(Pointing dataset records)
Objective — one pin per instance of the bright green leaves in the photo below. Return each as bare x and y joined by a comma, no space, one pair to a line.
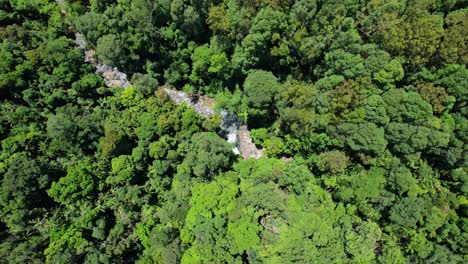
455,42
110,49
362,242
407,107
79,183
364,138
209,64
203,229
123,170
207,155
260,88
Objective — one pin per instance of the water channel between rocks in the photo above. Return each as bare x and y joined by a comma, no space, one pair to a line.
230,128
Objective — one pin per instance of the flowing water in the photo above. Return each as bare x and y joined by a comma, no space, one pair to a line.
230,128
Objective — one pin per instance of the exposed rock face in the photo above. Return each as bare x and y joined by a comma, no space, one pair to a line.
246,146
230,129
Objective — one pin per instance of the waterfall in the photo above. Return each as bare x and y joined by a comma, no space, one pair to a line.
230,128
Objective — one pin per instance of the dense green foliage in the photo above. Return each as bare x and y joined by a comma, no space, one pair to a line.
361,107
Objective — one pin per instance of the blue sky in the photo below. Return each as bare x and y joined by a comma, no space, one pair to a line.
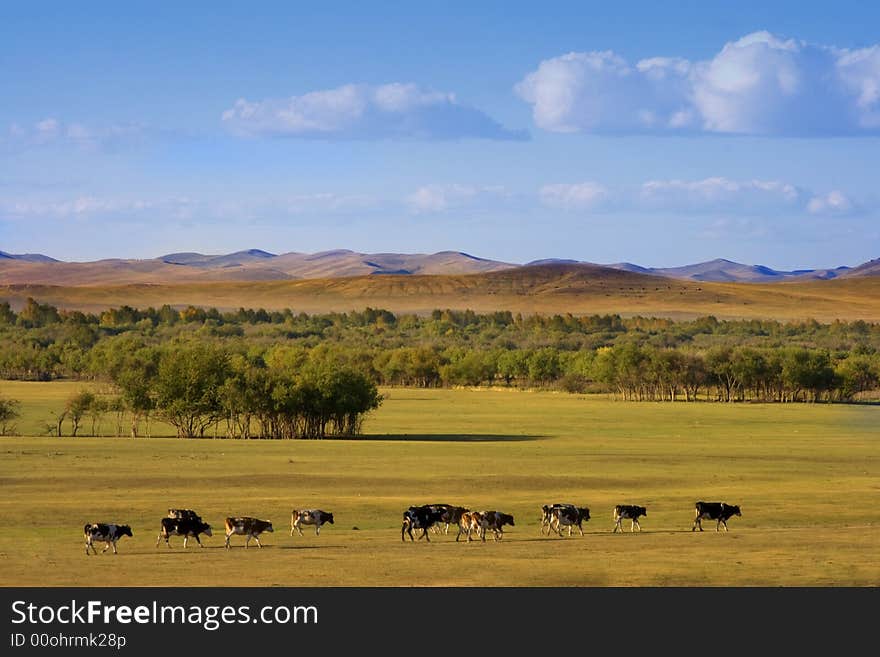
659,133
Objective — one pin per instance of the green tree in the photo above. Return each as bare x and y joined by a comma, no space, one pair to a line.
188,388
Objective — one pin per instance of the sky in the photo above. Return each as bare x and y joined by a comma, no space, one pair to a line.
661,134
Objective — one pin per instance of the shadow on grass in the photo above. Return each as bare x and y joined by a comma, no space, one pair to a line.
452,437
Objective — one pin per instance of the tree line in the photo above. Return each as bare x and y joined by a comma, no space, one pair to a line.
280,374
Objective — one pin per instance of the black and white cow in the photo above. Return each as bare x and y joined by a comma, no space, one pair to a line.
721,512
628,511
247,526
316,517
420,517
109,533
469,522
494,521
183,514
185,527
568,515
450,515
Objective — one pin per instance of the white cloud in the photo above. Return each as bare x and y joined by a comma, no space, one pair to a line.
578,196
438,198
758,85
359,111
720,193
834,202
716,195
51,131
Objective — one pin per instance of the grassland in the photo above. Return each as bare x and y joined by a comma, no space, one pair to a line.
548,289
807,478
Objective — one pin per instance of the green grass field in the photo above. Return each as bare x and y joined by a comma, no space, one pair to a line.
806,476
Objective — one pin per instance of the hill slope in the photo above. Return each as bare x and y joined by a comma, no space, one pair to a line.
251,265
576,289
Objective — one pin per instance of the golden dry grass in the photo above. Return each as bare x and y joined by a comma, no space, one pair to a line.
578,290
806,477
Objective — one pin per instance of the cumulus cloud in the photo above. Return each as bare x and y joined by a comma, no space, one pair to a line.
834,202
760,84
360,111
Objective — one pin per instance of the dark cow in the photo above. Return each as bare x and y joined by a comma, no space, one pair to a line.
567,515
549,513
109,533
420,517
469,522
451,516
183,514
247,526
630,511
494,521
316,517
185,527
718,511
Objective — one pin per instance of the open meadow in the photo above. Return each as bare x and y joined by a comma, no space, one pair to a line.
806,476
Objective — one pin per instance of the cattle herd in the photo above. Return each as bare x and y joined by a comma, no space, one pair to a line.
434,517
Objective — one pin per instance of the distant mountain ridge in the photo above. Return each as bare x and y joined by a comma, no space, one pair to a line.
726,271
260,265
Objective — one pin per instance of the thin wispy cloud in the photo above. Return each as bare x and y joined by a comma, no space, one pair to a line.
440,198
761,84
360,111
53,131
716,194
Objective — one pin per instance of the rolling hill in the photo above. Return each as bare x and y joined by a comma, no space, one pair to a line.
251,265
259,265
546,289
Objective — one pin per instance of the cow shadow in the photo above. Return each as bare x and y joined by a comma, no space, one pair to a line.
453,437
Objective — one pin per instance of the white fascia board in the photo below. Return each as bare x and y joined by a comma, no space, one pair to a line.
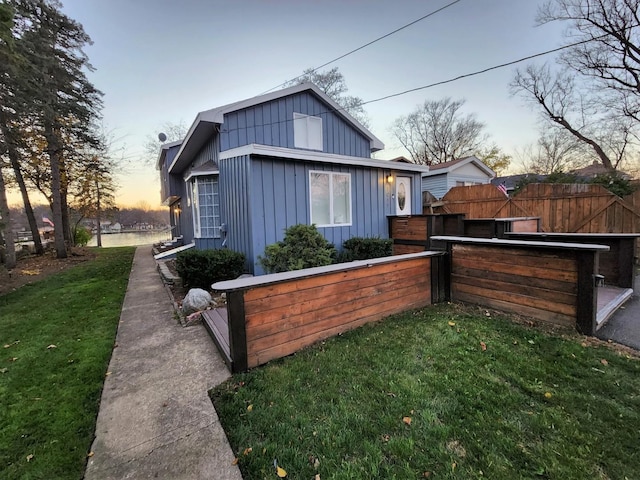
216,115
311,156
200,174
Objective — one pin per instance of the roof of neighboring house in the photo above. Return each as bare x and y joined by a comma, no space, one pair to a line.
510,181
207,121
451,165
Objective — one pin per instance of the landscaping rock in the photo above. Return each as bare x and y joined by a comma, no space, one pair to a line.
196,299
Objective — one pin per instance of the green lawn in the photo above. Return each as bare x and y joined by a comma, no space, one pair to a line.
56,338
443,392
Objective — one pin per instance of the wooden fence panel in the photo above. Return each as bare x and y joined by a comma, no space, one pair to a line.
562,208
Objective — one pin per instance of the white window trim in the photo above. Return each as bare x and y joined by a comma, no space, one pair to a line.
331,175
307,132
192,193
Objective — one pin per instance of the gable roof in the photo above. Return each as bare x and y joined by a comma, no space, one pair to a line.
207,122
163,152
451,165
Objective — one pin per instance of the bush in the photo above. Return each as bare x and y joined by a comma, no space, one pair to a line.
201,268
81,236
302,247
360,248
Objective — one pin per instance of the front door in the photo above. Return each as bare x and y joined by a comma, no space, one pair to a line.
403,196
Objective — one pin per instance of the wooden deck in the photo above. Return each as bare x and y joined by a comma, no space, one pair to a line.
217,324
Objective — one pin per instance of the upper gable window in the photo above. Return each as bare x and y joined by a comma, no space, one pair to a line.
307,131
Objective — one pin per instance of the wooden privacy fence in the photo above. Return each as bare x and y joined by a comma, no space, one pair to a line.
272,316
566,208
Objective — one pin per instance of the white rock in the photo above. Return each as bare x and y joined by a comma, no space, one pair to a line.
196,299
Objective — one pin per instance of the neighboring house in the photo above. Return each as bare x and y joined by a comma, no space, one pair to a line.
510,182
461,172
246,171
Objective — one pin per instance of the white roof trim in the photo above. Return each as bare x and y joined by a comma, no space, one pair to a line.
201,174
216,115
472,159
312,156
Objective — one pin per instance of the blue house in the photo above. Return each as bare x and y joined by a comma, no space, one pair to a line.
248,170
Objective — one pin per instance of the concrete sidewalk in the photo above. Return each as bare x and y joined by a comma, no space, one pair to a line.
624,326
156,420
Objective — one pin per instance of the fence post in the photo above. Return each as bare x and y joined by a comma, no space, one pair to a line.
237,331
587,296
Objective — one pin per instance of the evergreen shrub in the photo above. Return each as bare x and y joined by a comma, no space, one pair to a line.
303,246
201,268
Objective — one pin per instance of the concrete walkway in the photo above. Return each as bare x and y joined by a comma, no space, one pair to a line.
156,420
624,326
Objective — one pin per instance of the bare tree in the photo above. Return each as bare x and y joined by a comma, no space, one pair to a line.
332,83
438,132
173,133
555,151
609,135
610,52
595,96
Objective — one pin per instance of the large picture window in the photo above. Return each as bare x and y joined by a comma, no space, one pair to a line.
330,194
307,131
206,207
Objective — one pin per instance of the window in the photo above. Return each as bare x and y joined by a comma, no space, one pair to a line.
206,207
307,132
330,195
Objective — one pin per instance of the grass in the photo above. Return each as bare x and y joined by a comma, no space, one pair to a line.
57,335
443,392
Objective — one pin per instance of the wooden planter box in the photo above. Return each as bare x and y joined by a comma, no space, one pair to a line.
272,316
550,281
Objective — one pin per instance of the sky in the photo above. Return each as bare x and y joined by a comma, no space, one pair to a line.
165,61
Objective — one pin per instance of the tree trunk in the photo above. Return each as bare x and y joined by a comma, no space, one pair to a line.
14,158
55,153
9,241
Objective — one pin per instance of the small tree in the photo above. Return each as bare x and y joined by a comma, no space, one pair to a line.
302,247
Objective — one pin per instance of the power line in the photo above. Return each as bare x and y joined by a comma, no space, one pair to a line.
366,44
479,72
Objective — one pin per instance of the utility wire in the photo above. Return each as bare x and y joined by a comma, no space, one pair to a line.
479,72
365,45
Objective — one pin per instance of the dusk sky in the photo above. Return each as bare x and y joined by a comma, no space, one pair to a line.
165,61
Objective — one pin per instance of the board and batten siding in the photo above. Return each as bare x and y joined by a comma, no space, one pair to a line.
280,199
235,205
271,123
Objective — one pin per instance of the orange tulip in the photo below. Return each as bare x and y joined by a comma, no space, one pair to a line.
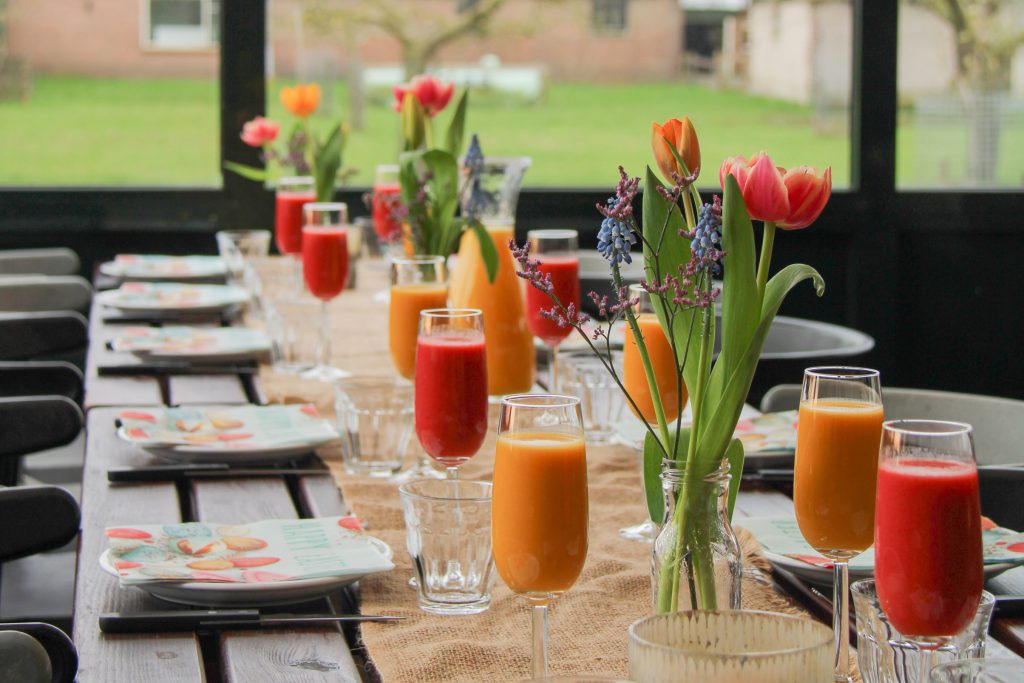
808,196
681,136
302,99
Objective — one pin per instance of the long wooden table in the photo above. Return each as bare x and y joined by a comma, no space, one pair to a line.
272,654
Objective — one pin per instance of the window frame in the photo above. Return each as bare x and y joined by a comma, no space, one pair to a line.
601,10
206,22
90,217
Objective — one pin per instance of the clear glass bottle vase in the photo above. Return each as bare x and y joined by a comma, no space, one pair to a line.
696,562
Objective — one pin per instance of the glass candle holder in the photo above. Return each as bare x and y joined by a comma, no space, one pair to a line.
728,646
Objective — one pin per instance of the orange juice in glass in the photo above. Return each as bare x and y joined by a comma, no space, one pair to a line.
839,434
511,358
662,358
510,343
418,283
539,519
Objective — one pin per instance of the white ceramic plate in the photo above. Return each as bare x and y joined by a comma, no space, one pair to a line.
172,297
214,594
155,267
193,344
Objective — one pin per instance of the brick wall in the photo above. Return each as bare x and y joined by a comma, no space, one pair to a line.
102,38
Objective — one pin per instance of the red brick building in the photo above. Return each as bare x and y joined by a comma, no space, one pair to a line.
570,39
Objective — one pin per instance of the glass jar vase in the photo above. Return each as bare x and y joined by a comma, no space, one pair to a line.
696,562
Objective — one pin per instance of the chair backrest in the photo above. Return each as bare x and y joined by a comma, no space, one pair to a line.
34,293
998,423
54,261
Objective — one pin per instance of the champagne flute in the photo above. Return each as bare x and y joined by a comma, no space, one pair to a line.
557,252
539,505
451,385
292,194
835,472
928,554
385,200
418,284
325,268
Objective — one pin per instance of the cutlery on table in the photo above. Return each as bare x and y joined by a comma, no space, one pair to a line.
129,370
200,471
196,620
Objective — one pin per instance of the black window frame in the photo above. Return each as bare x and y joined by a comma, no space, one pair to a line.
603,11
865,221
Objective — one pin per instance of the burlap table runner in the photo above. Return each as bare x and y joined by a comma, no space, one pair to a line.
588,625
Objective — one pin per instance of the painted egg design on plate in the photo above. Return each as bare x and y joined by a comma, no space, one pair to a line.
244,543
247,562
127,534
145,554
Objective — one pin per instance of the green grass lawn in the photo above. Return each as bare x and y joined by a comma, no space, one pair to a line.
83,131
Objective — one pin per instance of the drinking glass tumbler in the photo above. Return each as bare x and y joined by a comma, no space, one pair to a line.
448,535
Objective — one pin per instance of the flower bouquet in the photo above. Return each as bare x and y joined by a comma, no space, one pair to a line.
303,153
433,185
685,243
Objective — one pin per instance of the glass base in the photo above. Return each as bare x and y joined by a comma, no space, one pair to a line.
645,531
455,608
325,374
422,470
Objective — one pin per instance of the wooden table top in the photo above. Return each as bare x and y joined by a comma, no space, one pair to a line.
272,654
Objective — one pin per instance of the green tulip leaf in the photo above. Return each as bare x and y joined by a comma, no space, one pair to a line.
487,250
740,308
248,172
457,128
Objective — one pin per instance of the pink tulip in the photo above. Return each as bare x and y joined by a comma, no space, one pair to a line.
761,182
259,131
808,196
432,93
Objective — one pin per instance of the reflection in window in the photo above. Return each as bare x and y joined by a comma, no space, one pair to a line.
610,15
182,24
962,93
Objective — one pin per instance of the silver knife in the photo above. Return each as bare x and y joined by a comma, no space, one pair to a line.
200,620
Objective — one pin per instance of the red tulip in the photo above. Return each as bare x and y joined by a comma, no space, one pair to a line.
761,182
259,131
682,136
791,199
432,93
808,196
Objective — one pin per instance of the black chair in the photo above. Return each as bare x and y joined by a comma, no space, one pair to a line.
36,519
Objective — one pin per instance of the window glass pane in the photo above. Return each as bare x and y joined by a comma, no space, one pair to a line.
86,98
545,82
962,93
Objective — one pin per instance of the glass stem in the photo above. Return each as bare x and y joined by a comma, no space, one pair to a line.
324,352
540,641
841,620
553,370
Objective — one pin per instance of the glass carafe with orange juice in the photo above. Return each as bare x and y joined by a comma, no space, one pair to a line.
835,473
510,343
662,358
418,283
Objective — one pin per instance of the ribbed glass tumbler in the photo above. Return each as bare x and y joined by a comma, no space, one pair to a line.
729,645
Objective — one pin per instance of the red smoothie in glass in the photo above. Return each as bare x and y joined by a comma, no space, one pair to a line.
288,220
928,557
451,396
564,271
325,260
385,199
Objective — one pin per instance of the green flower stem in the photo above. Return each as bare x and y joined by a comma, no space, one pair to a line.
764,263
648,368
686,515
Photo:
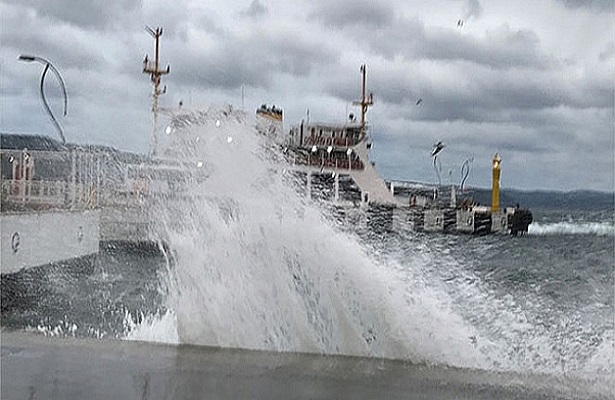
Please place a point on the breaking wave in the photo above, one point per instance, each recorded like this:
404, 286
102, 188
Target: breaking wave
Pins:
572, 228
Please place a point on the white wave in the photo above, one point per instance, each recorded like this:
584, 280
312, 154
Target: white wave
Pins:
152, 328
257, 267
572, 228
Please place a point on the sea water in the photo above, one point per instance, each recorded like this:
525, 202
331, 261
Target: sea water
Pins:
252, 263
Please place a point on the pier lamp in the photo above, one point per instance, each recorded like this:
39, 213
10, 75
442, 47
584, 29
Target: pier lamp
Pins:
49, 66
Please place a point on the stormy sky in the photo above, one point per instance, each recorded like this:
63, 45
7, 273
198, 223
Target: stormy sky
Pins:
530, 80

Problem statement
Skip the pictures; extract only the lines from the line with "Objective — one pin per instance of the red smoothie" through the final line of the material, exactly as they appear.

Task output
Objective — one pin per instance of the red smoothie in glass in the photo above. Return each as bare x and y joined by a comma, no space, one pair to a line.
288,220
928,557
451,396
564,271
325,260
385,199
Objective — one pin per instance of the green flower stem in the photo above. Return each as bare x and y joined by a comma, no space, one pair to a line.
764,263
648,368
686,515
Photo:
Please place a point on the breaking wave in the photo above, one point per instance, each recorded like this:
404, 286
102, 188
Target: breaking wave
Pins:
572, 228
Please place a point on the white wave in the photo above, one point per instance, each recorded like this:
584, 280
312, 154
Target: white wave
Pins:
152, 328
257, 267
572, 228
Please place a point on the sea water in the photo above, one point per instance, each recorded like this:
525, 202
331, 261
Target: sea water
Pins:
252, 263
Please place a point on the pier lamp in the photo above, one point per instance, each recorded like this:
39, 213
10, 75
442, 47
584, 29
Target: pier lamp
Pins:
49, 66
Please place a point on the stormy sky in the photo above, one point per instance, each recorded like this:
63, 45
7, 273
198, 223
Target: stormy sky
Pins:
530, 80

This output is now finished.